→ **Extrait du document**

À la Génération de 14 succède la Génération de 50, celle des « enfants de la guerre ». À l’instar de Juan Goytisolo qui a perdu sa mère pendant les bombardements franquistes de 1938, ces écrivains ont vécu la guerre civile puis la dictature, cela se ressent dans leur écriture qui tend vers le réalisme social et une vraie critique politique de l’Espagne. Après s’être impliqué clandestinement aux côtés du Parti communiste, Juan Goytisolo choisira l’exil vers la France où il entrera aux éditions Gallimard, d’abord comme lecteur puis comme responsable éditorial de la littérature hispanophone, avant de quitter la maison mère, dans laquelle il continuera de publier, pour voguer vers de nouveaux rivages. Bien qu’ayant beaucoup voyagé, son pays natal restera sa principale source d’inspiration, mâtinant son point de vue acéré d’une certaine ironie, par exemple dans Deuil au Paradis ou Pièces d’identité. Couronné par de nombreuses récompenses, dont le Prix national des lettres espagnoles en 2008, il décédera à peine 10 ans plus tard à Marrakech. Jaime Gil de Biedma (1929-1990) quittera lui aussi quelque temps le pays, mais finira par revenir à Barcelone qui l’a vu naître. Cela ne l’empêchera pas de publier en 1959 Compañeros de viaje qui, comme Moralités en 1966, évoque l’oppression du peuple par le régime en place, le faisant entrer dans la lignée des poètes sociaux. Dans son journal intime, publié en 1974 sous le titre Diaro del artista seriamente enfermo, il offre un panorama intéressant de cette Génération de 50 à laquelle se rattache de loin Juan Marsé, dont le roman Adieu la vie, adieu l’amour ne put paraître qu’au Mexique, souffrant de la censure franquiste de ces années 70. À découvrir en prime son opus Teresa l’après-midi, publié en français aux éditions Bourgois en 1993, qui mêle intelligemment histoires d’amour et de politique, castillan et catalan.

→ **Données de la tâche**
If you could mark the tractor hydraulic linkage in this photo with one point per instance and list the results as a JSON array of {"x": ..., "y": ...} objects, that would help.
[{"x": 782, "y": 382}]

...

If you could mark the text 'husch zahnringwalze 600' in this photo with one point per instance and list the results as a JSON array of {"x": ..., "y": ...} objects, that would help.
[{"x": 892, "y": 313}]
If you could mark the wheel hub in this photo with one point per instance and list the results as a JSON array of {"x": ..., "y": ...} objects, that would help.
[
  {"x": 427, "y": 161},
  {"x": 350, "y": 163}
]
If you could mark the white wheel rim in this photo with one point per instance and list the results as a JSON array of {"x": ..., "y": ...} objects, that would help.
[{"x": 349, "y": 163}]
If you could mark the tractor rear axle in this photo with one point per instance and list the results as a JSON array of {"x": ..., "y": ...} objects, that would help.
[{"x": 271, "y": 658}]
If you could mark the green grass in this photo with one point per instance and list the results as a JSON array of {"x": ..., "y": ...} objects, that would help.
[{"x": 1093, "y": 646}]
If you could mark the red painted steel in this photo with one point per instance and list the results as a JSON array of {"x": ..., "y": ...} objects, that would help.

* * *

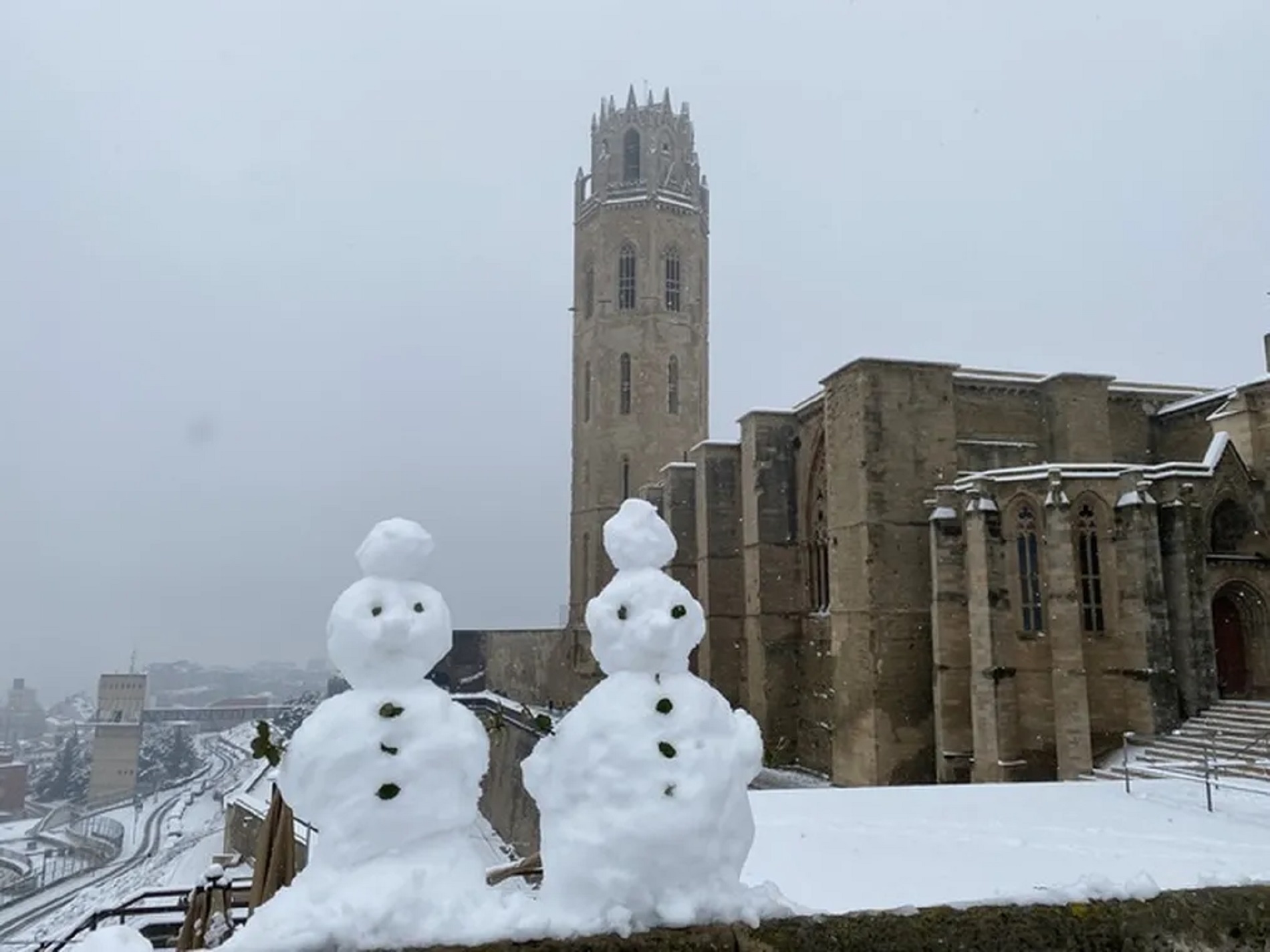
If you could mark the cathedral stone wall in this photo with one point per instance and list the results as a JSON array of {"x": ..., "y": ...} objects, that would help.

→ **Consigne écrite 1**
Pour chaque affirmation, dites par oui ou non si elle concorde avec l'extrait sur la Génération de 50, et citez les mots du texte qui tranchent : (a) Juan Goytisolo a perdu sa mère lors des bombardements de 1938 ; (b) Jaime Gil de Biedma est né à Madrid ; (c) le roman Adieu la vie, adieu l'amour a d'abord paru en Espagne.
→ **Consigne écrite 2**
Relevez chaque ligne des enregistrements qui contient la chaîne "wheel", en tenant compte de la casse.
Le texte n'a aucun lien avec les enregistrements.

→ **Réponse écrite 1**
(a) Oui : « qui a perdu sa mère pendant les bombardements franquistes de 1938 ».
(b) Non : « finira par revenir à Barcelone qui l’a vu naître ».
(c) Non : « ne put paraître qu’au Mexique ».

→ **Réponse écrite 2**
If you could mark the wheel hub in this photo with one point per instance and list the results as a JSON array of {"x": ..., "y": ...} objects, that would help.
If you could mark the white wheel rim in this photo with one point per instance and list the results as a JSON array of {"x": ..., "y": ...} objects, that would help.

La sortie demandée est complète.